▸ **About this task**
In full and without alteration, print the entries that follow.

▸ **Available data**
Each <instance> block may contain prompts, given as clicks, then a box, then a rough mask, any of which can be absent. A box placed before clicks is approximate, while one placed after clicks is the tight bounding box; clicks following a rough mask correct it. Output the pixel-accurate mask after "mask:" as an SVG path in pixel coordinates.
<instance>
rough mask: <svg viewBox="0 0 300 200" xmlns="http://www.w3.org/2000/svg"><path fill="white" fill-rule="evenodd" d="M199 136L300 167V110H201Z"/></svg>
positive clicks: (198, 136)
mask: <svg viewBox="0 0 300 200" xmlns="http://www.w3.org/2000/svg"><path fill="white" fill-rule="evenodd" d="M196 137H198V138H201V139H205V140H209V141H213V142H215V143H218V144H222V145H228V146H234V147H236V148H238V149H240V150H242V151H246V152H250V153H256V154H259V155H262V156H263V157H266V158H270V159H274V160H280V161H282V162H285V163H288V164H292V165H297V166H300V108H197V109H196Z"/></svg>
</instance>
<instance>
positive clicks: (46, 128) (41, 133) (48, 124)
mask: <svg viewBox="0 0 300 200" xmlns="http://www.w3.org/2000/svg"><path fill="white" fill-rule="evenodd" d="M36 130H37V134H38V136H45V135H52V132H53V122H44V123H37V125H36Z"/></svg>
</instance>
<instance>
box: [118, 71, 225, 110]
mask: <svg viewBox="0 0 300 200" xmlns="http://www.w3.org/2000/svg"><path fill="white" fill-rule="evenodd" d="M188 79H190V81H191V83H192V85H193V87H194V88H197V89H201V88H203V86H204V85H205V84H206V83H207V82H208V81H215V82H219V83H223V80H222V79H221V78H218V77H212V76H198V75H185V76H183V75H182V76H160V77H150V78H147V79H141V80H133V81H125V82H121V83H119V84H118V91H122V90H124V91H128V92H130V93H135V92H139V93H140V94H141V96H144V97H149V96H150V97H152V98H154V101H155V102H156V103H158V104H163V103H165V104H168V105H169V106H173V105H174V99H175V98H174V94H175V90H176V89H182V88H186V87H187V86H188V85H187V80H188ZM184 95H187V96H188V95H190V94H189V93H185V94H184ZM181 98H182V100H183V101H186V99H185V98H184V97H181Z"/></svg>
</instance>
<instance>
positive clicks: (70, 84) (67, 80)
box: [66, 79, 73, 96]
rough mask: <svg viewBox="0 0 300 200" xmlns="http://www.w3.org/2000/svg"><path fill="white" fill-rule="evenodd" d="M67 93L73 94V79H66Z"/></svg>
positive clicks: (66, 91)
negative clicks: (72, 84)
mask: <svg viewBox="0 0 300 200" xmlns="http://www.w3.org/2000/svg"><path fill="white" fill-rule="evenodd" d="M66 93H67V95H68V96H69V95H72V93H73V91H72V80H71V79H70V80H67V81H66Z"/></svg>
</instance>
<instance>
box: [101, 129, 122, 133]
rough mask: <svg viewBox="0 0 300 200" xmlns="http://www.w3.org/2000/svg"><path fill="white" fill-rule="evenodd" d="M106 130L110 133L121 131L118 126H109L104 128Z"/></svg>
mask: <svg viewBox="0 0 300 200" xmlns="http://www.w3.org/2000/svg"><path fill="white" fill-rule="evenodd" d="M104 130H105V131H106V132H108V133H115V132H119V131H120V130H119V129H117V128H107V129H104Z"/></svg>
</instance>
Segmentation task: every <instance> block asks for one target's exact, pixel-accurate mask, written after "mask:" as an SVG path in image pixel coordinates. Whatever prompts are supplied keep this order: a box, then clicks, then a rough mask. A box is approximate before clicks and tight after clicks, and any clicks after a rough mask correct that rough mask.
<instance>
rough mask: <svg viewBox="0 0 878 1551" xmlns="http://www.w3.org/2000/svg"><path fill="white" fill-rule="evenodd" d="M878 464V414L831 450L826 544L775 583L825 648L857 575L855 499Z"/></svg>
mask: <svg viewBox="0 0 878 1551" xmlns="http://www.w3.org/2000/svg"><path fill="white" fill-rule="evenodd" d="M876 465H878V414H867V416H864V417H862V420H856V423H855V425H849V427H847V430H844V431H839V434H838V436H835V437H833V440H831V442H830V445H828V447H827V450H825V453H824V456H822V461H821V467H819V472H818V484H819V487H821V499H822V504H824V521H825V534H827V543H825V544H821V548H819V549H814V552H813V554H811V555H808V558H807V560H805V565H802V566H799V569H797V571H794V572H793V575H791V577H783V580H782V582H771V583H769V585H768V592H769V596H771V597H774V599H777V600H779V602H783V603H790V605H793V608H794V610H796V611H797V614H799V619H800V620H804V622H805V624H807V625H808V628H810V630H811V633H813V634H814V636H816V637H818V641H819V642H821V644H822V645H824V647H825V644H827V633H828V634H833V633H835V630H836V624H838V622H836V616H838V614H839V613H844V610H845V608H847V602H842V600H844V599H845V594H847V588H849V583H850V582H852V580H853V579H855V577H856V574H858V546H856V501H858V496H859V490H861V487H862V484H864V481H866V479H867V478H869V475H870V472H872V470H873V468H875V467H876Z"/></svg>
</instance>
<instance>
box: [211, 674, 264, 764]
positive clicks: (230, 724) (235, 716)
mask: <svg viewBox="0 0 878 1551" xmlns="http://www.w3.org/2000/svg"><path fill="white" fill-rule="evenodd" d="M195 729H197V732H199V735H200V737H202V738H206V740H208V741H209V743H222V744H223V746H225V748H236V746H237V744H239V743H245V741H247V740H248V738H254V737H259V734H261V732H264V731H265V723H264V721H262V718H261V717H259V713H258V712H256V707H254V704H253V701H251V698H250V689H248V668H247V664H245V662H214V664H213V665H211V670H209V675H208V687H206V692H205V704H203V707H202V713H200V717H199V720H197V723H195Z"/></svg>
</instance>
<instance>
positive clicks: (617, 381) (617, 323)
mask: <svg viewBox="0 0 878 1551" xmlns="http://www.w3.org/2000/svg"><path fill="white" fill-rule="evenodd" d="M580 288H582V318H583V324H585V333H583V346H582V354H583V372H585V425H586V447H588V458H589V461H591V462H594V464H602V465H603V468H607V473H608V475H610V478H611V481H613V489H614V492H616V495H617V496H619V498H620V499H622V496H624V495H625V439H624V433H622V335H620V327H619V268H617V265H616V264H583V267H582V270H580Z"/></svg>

▸ **Answer box**
Each <instance> block may contain prompts, given as clicks, then a box, then a rough mask, any of which can be absent. A box placed before clicks is approximate, while one placed after clicks is the tight bounding box; clicks following a rough mask correct it. Output the pixel-accurate mask after "mask:" as an SVG path in pixel coordinates.
<instance>
rough mask: <svg viewBox="0 0 300 200" xmlns="http://www.w3.org/2000/svg"><path fill="white" fill-rule="evenodd" d="M199 136L300 167V110H201Z"/></svg>
positive clicks: (198, 136)
mask: <svg viewBox="0 0 300 200" xmlns="http://www.w3.org/2000/svg"><path fill="white" fill-rule="evenodd" d="M196 137H198V138H201V139H205V140H209V141H213V142H215V143H218V144H222V145H228V146H234V147H236V148H238V149H240V150H242V151H246V152H250V153H256V154H259V155H262V156H263V157H266V158H270V159H274V160H280V161H282V162H285V163H288V164H292V165H297V166H300V108H197V109H196Z"/></svg>
</instance>
<instance>
positive clicks: (46, 128) (41, 133) (48, 124)
mask: <svg viewBox="0 0 300 200" xmlns="http://www.w3.org/2000/svg"><path fill="white" fill-rule="evenodd" d="M36 130H37V134H38V136H45V135H52V132H53V122H44V123H37V125H36Z"/></svg>
</instance>
<instance>
box: [118, 71, 225, 110]
mask: <svg viewBox="0 0 300 200" xmlns="http://www.w3.org/2000/svg"><path fill="white" fill-rule="evenodd" d="M188 79H190V81H191V83H192V85H193V87H194V88H197V89H201V88H203V86H204V85H205V84H206V83H207V82H208V81H215V82H219V83H223V80H222V79H221V78H218V77H212V76H198V75H185V76H183V75H182V76H160V77H150V78H147V79H141V80H133V81H125V82H121V83H119V84H118V91H122V90H124V91H128V92H130V93H135V92H139V93H140V94H141V96H144V97H149V96H150V97H152V98H154V101H155V102H156V103H158V104H163V103H165V104H168V105H169V106H173V105H174V99H175V98H174V94H175V90H176V89H182V88H186V87H187V86H188V85H187V80H188ZM184 95H187V96H188V95H190V94H189V93H185V94H184ZM181 98H182V100H183V101H186V99H185V98H184V97H181Z"/></svg>
</instance>
<instance>
positive clicks: (70, 84) (67, 80)
box: [66, 79, 73, 96]
rough mask: <svg viewBox="0 0 300 200" xmlns="http://www.w3.org/2000/svg"><path fill="white" fill-rule="evenodd" d="M67 93L73 94V79H66Z"/></svg>
positive clicks: (66, 91)
negative clicks: (72, 84)
mask: <svg viewBox="0 0 300 200" xmlns="http://www.w3.org/2000/svg"><path fill="white" fill-rule="evenodd" d="M66 93H67V95H68V96H69V95H72V93H73V91H72V80H71V79H70V80H67V81H66Z"/></svg>
</instance>
<instance>
box: [101, 129, 122, 133]
rough mask: <svg viewBox="0 0 300 200" xmlns="http://www.w3.org/2000/svg"><path fill="white" fill-rule="evenodd" d="M106 130L110 133L121 131L118 126H109L104 128Z"/></svg>
mask: <svg viewBox="0 0 300 200" xmlns="http://www.w3.org/2000/svg"><path fill="white" fill-rule="evenodd" d="M104 130H105V131H106V132H108V133H115V132H119V131H120V130H119V129H117V128H107V129H104Z"/></svg>
</instance>
Segmentation task: every <instance> block asks for one target's exact, pixel-accurate mask, written after "mask:" as an SVG path in image pixel coordinates. Whatever prompts are supplied keep this order: a box, then clicks, then a rough mask. A box is approximate before clicks and tight after clicks, and any clicks after a rough mask correct that rough mask.
<instance>
rough mask: <svg viewBox="0 0 878 1551" xmlns="http://www.w3.org/2000/svg"><path fill="white" fill-rule="evenodd" d="M878 464V414L831 450L826 544L775 583L825 648L857 575L855 499Z"/></svg>
mask: <svg viewBox="0 0 878 1551" xmlns="http://www.w3.org/2000/svg"><path fill="white" fill-rule="evenodd" d="M876 465H878V414H867V416H864V417H862V420H856V423H855V425H849V427H847V430H844V431H839V434H838V436H835V437H833V440H831V442H830V445H828V447H827V450H825V453H824V456H822V461H821V467H819V472H818V484H819V487H821V499H822V504H824V521H825V534H827V543H825V544H821V548H819V549H814V552H813V554H811V555H808V558H807V560H805V565H802V566H799V569H797V571H794V572H793V575H791V577H783V580H782V582H771V583H769V585H768V592H769V596H771V597H774V599H777V600H779V602H783V603H790V605H793V608H794V610H796V611H797V614H799V619H800V620H804V622H805V624H807V625H808V628H810V630H811V633H813V634H814V636H816V637H818V641H819V642H821V644H822V645H824V647H825V644H827V633H828V634H833V633H835V630H836V624H838V622H836V616H838V614H839V613H844V610H845V608H847V602H842V600H844V599H845V594H847V588H849V583H850V582H852V580H853V579H855V577H856V574H858V546H856V501H858V496H859V490H861V487H862V484H864V481H866V479H867V478H869V475H870V472H872V470H873V468H875V467H876Z"/></svg>
</instance>
<instance>
box: [211, 674, 264, 764]
positive clicks: (230, 724) (235, 716)
mask: <svg viewBox="0 0 878 1551" xmlns="http://www.w3.org/2000/svg"><path fill="white" fill-rule="evenodd" d="M195 729H197V732H199V735H200V737H202V738H206V740H208V741H209V743H222V744H223V746H225V748H236V746H237V744H239V743H245V741H247V740H248V738H254V737H259V734H261V732H264V731H265V723H264V721H262V718H261V717H259V713H258V712H256V707H254V704H253V701H251V698H250V689H248V668H247V664H245V662H214V664H213V665H211V670H209V675H208V687H206V692H205V704H203V707H202V713H200V717H199V720H197V723H195Z"/></svg>
</instance>
<instance>
positive clicks: (617, 381) (617, 323)
mask: <svg viewBox="0 0 878 1551" xmlns="http://www.w3.org/2000/svg"><path fill="white" fill-rule="evenodd" d="M580 288H582V318H583V324H585V333H583V346H582V354H583V372H585V425H586V447H588V458H589V461H591V462H594V464H602V465H603V468H607V473H608V475H610V478H611V481H613V489H614V492H616V495H617V496H619V498H620V499H622V496H624V495H625V439H624V433H622V335H620V327H619V268H617V265H616V264H583V267H582V270H580Z"/></svg>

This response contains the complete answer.